- [To do]
[1] Rewrite the paragraph of the census passage below that begins "For this reason, much planning has been done" more briefly, keeping its main facts.
[2] Transcribe the stretch of the census passage below from "For this reason, much" through "was filled in.".
[3] Pick up the census passage below after its last sentence and continue it.

- [Selected passage]
------------------------------------------------

For this reason, much planning has been done, tax-money spent and people recruited to go door to door and fill in a census form for every household, urban and rural, throughout the length and breadth of our country. You have probably noticed the yellow census posters in your neighbourhood, introducing you to your particular census official. Perhaps you have already been visited and gone through the rather tedious process of answering questions as your form was filled in.

If not, and you are still anticipating a visit, here are a few things to consider and prepare for:

  1. After taking due care to ensure that the census taker is in fact legitimate (and not a crook in census clothing!), prepare to be friendly and welcoming, rather than suspicious and irritable. You can well imagine that the person being paid to do this job has potentially experienced a fair amount of animosity and hostility prior to getting to your gate. Yes, the enumerator is indeed being paid to do a job, but is there any harm in being friendly, cordial and co-operative? In fact, would it not be noticeable for you to be friendly (without delaying or detaining the official with unnecessary small talk) and considerate—and in so doing to adorn the gospel? Filling the form in over the wall or through your palisade will simply not do. Invite the person, an image-bearer of God, into your home!1
  2. Make the process of data-gathering as pleasant and productive as possible. You can imagine the temptation these workers feel to cheat and supply fictitious data simply to get through their quota. Your smile and friendly response would certainly be an encouragement and affirmation of the value of the exercise.

------------------------------------------------

- [Raw records]
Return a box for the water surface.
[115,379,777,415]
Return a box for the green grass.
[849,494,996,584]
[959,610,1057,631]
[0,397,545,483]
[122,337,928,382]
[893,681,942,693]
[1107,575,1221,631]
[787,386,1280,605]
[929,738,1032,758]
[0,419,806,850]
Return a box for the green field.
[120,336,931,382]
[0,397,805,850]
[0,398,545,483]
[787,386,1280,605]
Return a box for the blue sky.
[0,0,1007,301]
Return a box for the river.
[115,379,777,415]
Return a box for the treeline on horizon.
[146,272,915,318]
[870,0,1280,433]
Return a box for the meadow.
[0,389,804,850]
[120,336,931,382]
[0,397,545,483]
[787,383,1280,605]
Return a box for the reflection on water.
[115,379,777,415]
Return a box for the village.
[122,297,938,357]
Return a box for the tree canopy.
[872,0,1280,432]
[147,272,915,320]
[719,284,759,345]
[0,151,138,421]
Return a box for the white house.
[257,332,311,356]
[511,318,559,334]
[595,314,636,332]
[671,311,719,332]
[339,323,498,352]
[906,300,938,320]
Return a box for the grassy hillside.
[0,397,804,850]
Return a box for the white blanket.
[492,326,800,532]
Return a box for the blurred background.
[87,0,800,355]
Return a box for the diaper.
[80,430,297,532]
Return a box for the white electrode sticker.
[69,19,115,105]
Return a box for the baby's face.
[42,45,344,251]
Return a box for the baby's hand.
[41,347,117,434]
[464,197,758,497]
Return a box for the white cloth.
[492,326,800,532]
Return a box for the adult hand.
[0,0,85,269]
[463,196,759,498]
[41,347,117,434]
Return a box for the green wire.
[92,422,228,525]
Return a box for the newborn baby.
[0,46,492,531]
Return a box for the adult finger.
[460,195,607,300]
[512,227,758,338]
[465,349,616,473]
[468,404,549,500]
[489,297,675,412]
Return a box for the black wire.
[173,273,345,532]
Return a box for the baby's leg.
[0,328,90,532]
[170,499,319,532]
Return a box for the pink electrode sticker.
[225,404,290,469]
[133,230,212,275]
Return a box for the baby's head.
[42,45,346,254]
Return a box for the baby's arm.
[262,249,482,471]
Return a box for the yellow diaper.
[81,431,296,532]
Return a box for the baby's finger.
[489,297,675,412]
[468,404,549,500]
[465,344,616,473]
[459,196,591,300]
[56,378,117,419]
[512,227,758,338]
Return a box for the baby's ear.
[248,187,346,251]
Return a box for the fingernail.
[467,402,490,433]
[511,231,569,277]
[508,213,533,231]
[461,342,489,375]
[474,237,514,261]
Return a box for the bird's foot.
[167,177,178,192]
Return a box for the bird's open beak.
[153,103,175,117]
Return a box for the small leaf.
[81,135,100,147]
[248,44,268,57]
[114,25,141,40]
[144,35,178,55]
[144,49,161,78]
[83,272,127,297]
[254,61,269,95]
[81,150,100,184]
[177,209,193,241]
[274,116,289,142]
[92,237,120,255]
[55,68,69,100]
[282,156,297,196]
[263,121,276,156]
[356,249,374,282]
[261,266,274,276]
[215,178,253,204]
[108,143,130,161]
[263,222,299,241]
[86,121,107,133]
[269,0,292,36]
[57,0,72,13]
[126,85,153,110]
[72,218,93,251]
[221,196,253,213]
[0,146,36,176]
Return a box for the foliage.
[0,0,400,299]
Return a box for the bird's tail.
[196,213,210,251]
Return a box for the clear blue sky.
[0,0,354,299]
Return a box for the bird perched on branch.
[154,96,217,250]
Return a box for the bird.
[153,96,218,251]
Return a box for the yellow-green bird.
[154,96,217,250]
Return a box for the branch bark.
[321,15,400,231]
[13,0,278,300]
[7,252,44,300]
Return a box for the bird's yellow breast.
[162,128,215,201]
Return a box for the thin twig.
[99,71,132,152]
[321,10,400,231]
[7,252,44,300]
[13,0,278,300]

------------------------------------------------

- [The replies]
[1] Considerable planning, tax money and recruited workers have gone into having census forms filled in door to door for every urban and rural household across the country. Yellow census posters in neighborhoods introduce each area's census official. Some people have already been visited and answered the somewhat tedious questions while their form was completed.

[2]
For this reason, much planning has been done, tax-money spent and people recruited to go door to door and fill in a census form for every household, urban and rural, throughout the length and breadth of our country. You have probably noticed the yellow census posters in your neighbourhood, introducing you to your particular census official. Perhaps you have already been visited and gone through the rather tedious process of answering questions as your form was filled in.

[3]
  3. You have nothing to hide regarding the size of your home or its occupants. If you do, then know that all things are open and transparent to God, so why the deception? Resist the temptation to be cynical, conspiratorial or suspicious that transparency on your part could result in some penalty or disadvantage further down the road—increased rates and taxes or something similar.
  4. Imagine how and where in the process you will let it be known that you are a believer in the Lord Jesus Christ. Be prepared to send the census taker away with both a positive impression of a Christian household, a suitable tract and maybe even a little refreshment, a chocolate, drink or snack.
  5. Pray for God’s common grace to our country and to those in authority over us, as forms are filled in and data is gathered, collated and analysed. This process is due to take the best part of a year once the forms are handed in by the end of the month.

Show 1 footnote

  1. A justifiable exception, of course, is for a single woman to feel vulnerable when confronted by a male census worker. In such a case you will need to seek the company and protection of a neighbour or friend.